**Trecho da página**:
■ ■ ■

Minha querida prima/irmã/amiga, você partiu… Como assim, mais uma que furou a fila?
Não ficou me devendo o abraço pelo meu aniversário, como falou, pois me senti abraçada na nossa última conversa . Quem poderia imaginar que seria a última? Mesmo limitada pela imobilização, disse que estava treinando mentalmente a mão esquerda para poder tocar piano…
Sim, sua vida toda foi uma trilha sonora. Na infância, nos divertíamos quando você cismava em classificar os sons, tanto da natureza quanto os mais banais da vida cotidiana. Sim, até aqueles mesmo! Era ré maior pra cá, si bemol pra lá… Quantas risadas boas!
Começou a tocar órgão tão cedo; mal alcançava o pedal… Uma vez, você, já adolescente, tocava o prelúdio na igreja, para a entrada do pastor. Sem o livro de música, ia tocando de memória. Como não se lembrou de nenhum hino no momento, começou a tocar bem lentamente: “ o – ti – co ti – co – cá… o ti – co ti – co lá...” Meu pai, sentado lá atrás, na hora identificou a música, riu baixinho e fez sinal de positivo para a sobrinha. Ele amava contar essa história.
Sim, sentia que a música está em tudo, da vida sai um hino. Esposa, mãe, professora, regente, trabalhou muito, a vida toda embalada pelos sons que fazem a vida machucar menos. Como Ray Charles, tinha a música dentro de si, que lhe era necessária como comida ou água. Houve pausas e dissonâncias, dificuldades normais numa família. Ao lado do Gerson por 56 anos, juntos venceram obstáculos e puderam se orgulhar por ver filhos e netos formados, trilhando os próprios caminhos .

■ ■ ■

**Trechos dos itens**:
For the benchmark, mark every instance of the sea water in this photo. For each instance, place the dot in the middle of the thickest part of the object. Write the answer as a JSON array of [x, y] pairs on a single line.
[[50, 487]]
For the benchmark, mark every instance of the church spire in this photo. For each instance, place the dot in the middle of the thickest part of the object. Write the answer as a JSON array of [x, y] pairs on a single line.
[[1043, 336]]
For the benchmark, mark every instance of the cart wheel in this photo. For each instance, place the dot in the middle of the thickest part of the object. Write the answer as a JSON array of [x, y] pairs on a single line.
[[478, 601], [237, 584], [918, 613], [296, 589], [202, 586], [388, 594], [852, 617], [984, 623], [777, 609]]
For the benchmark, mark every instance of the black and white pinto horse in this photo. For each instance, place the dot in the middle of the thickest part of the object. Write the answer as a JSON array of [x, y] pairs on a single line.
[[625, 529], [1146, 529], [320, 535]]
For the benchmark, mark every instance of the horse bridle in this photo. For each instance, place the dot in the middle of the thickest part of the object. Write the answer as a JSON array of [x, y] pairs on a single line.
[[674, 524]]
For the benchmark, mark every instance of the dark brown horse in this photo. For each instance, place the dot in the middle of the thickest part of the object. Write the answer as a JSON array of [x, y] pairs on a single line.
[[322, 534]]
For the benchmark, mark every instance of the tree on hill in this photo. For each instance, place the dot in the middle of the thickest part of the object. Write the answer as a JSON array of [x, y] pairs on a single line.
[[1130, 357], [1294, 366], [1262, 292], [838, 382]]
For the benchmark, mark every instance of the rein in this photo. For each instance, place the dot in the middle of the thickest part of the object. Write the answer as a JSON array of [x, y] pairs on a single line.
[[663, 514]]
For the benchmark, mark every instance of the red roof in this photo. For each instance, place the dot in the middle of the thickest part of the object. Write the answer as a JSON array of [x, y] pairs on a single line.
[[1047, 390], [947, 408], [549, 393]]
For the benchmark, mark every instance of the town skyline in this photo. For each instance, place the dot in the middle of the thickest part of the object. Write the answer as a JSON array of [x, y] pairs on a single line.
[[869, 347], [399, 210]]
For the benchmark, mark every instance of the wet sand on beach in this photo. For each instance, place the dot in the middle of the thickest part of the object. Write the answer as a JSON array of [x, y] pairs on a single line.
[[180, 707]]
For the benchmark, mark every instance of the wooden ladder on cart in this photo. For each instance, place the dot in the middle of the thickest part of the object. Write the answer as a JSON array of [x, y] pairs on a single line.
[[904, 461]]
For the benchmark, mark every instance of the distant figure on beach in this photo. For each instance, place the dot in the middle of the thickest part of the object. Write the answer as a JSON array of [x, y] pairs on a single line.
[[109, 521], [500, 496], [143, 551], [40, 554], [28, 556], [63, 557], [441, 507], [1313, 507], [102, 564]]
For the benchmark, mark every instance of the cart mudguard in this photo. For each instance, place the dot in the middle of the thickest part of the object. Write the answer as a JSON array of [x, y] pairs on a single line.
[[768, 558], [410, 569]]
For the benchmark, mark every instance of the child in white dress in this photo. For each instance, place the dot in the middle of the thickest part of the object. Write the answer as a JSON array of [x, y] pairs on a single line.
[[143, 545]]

■ ■ ■

**O que se pede**: Diga se cada afirmação concorda com o trecho da página, respondendo sim ou não e citando as palavras do trecho que decidem: (a) o pai de quem escreve reconheceu a música tocada na igreja; (b) o prelúdio na igreja foi tocado com o livro de música; (c) ela esteve ao lado do Gerson por 40 anos.

**Resposta correta**:
(a) Sim: “Meu pai, sentado lá atrás, na hora identificou a música”.
(b) Não: “Sem o livro de música, ia tocando de memória.”
(c) Não: “Ao lado do Gerson por 56 anos”.